## [Passage]
- - - - -
# Grover's algorithm for complex phases

Grover's algorithm traditionally inputs a phase oracle, $$U_\omega$$ such that $$U_\omega | x \rangle = (-1)^{f(x)} | x \rangle$$. The task is to find some $$x$$ such that $$f(x) = 1$$. In other words, the phase of $$| x \rangle$$ will be $$-1$$.

A natural generalization is an oracle for a complex valued function $$f \colon \{ 0, 1 \}^n \mapsto \mathbb{C}$$ such that $$| f(x) |^2 = 1$$. The oracle will be $$U | x \rangle = f(x) | x \rangle$$.

Is there a way to find a specific complex phase in this oracle? For example, suppose we are given the oracle

$$00 \mapsto 1 \\ 01 \mapsto i \\ 10 \mapsto i \\ 11 \mapsto \frac{1 + i}{\sqrt{2}}$$

Could we isolate $$11$$ with the phase $$\frac{1 + i}{\sqrt{2}}$$ in $$O(\sqrt{N})$$ steps? Could we even do it in $$O(N)$$ steps? Of course, $$N$$ is the number of states, $$4$$, not the number of bits here, as Grover's algorithm is traditionally written as.
- - - - -
## [Objectives]
• a. In the Grover's algorithm text, what does N stand for in the example?
• b. Shorten the paragraph of the Grover's algorithm text that begins "Grover's algorithm traditionally inputs a phase oracle" while keeping its main facts.
• c. Write out the Grover's algorithm text word for word, starting at "Grover's algorithm traditionally" and ending at "f(x) | x \rangle$$.".
- - - - -
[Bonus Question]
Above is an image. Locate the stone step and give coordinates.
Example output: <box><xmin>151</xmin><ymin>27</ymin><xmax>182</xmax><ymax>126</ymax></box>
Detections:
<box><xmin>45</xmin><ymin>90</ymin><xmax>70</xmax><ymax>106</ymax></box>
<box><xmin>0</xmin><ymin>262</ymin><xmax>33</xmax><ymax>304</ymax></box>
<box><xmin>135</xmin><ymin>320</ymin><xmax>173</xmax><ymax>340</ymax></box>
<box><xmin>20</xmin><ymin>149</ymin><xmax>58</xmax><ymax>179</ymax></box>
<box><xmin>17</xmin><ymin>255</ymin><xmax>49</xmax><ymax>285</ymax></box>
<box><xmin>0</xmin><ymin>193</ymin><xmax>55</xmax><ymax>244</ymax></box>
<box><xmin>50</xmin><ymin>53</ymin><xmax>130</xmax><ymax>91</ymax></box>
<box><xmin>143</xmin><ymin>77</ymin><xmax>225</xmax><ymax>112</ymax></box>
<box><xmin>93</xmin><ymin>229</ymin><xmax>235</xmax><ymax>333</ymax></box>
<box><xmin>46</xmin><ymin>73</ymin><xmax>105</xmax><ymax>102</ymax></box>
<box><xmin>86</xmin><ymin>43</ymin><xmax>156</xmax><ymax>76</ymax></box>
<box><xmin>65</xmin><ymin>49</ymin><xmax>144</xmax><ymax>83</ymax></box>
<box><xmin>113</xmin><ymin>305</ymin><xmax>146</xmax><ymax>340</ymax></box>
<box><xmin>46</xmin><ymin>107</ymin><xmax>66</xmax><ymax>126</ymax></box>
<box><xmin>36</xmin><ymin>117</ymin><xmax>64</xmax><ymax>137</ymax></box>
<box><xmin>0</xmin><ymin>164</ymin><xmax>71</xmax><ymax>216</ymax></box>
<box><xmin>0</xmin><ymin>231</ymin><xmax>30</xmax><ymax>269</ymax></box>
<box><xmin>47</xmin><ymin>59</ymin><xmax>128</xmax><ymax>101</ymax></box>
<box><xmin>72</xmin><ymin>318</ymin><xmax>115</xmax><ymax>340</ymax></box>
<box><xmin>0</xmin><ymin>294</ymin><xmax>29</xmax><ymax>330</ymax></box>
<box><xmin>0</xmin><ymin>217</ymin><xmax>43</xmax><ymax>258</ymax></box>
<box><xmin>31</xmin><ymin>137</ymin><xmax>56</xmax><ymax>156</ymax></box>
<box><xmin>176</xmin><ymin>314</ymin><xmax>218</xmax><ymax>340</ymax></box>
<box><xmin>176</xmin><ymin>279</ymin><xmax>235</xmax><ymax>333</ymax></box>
- - - - -
## [Answers per task]
• a. N is the number of states, which is 4, not the number of bits.

• b. Grover's algorithm usually takes a phase oracle $$U_\omega$$ with $$U_\omega | x \rangle = (-1)^{f(x)} | x \rangle$$, and the goal is to find an $$x$$ with $$f(x) = 1$$, that is, one whose phase is $$-1$$.

• c.
Grover's algorithm traditionally inputs a phase oracle, $$U_\omega$$ such that $$U_\omega | x \rangle = (-1)^{f(x)} | x \rangle$$. The task is to find some $$x$$ such that $$f(x) = 1$$. In other words, the phase of $$| x \rangle$$ will be $$-1$$.

A natural generalization is an oracle for a complex valued function $$f \colon \{ 0, 1 \}^n \mapsto \mathbb{C}$$ such that $$| f(x) |^2 = 1$$. The oracle will be $$U | x \rangle = f(x) | x \rangle$$.